:: Supplied text ::
◆ ◆ ◆ ◆ ◆ ◆ ◆
Showing posts with label baseball. Show all posts
Showing posts with label baseball. Show all posts

Monday, July 12, 2010

'Johnny Baseball' studies Red Sox sins, successes

Saturday afternoon, my muse and I went to the American Repertory Theater in Brattle Square, Cambridge, to see "Johnny Baseball," the ART's attempt to combine Boston baseball with Broadway showtunes ... and a social conscience, too. Based on the entertaining and thought-provoking show that followed, I would say the ART succeeded in its effort.
If you’re a Boston Red Sox fan, chances are you know that the club went a remarkable 86 years between World Series championships -- from 1918 to 2004 -- a dry spell attributed by some to owner Harry Frazee sending Babe Ruth to the New York Yankees in 1920. The lyrics of “Johnny Baseball” ask us whether the Curse was rooted in something more heinous.
◆ ◆ ◆ ◆ ◆ ◆ ◆
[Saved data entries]
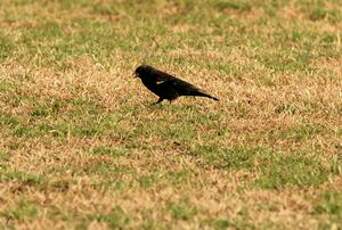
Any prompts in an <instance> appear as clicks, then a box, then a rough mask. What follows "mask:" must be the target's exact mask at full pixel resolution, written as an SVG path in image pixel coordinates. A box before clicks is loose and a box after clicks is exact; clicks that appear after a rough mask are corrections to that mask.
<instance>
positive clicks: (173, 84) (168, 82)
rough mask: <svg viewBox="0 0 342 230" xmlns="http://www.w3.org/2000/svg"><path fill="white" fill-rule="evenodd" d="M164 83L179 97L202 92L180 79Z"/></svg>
mask: <svg viewBox="0 0 342 230" xmlns="http://www.w3.org/2000/svg"><path fill="white" fill-rule="evenodd" d="M165 83H166V84H168V85H170V86H172V88H174V89H175V90H176V91H177V92H178V94H179V95H193V94H194V93H196V92H202V90H200V89H199V88H197V87H196V86H194V85H192V84H190V83H188V82H186V81H183V80H180V79H172V80H168V81H165Z"/></svg>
◆ ◆ ◆ ◆ ◆ ◆ ◆
:: Work order 1 ::
Reproduce every line of the listing exactly, leaving out the pictures.
:: Work order 2 ::
Continue the "Johnny Baseball" review from the point where it stops.
The "Johnny Baseball" review and the listing come from separate sources.

:: Answer space 1 ::
Any prompts in an <instance> appear as clicks, then a box, then a rough mask. What follows "mask:" must be the target's exact mask at full pixel resolution, written as an SVG path in image pixel coordinates. A box before clicks is loose and a box after clicks is exact; clicks that appear after a rough mask are corrections to that mask.
<instance>
positive clicks: (173, 84) (168, 82)
rough mask: <svg viewBox="0 0 342 230" xmlns="http://www.w3.org/2000/svg"><path fill="white" fill-rule="evenodd" d="M164 83L179 97L202 92L180 79Z"/></svg>
mask: <svg viewBox="0 0 342 230" xmlns="http://www.w3.org/2000/svg"><path fill="white" fill-rule="evenodd" d="M165 83H166V84H168V85H170V86H172V88H174V89H175V90H176V91H177V92H178V94H179V95H193V94H194V93H196V92H202V90H200V89H199V88H197V87H196V86H194V85H192V84H190V83H188V82H186V81H183V80H180V79H172V80H168V81H165Z"/></svg>

:: Answer space 2 ::
The Red Sox were the last major-league team to integrate -- in 1959, over a decade after Jackie Robinson broke the color barrier with the Brooklyn Dodgers. They also passed up chances to integrate in 1945 (when Robinson participated in a dubious tryout for the Sox) and in later years, when future star Willie Mays played on a Boston minor-league team but was not picked up by the big club. This, “Johnny Baseball” argues, and not getting rid of Ruth, is the true source of shame for the Sox.
The play makes its case in the story of its three main characters: Johnny O’Brien, a white fictional Sox pitcher in the late nineteen-teens; Daisy Wyatt, an African-American nightclub singer; and Tim Wyatt O’Brien, their African-American son. All three characters experience the sting of racism in Boston -- most poignantly when Tim, a promising minor-league pitcher, and Mays participate in a sham tryout for the Red Sox … and Johnny shows his frustration at the team’s racism by punching GM Joe Cronin, who subsequently says that Tim will never pitch in the big leagues. This leads Tim to disown his father and place a curse on the Sox.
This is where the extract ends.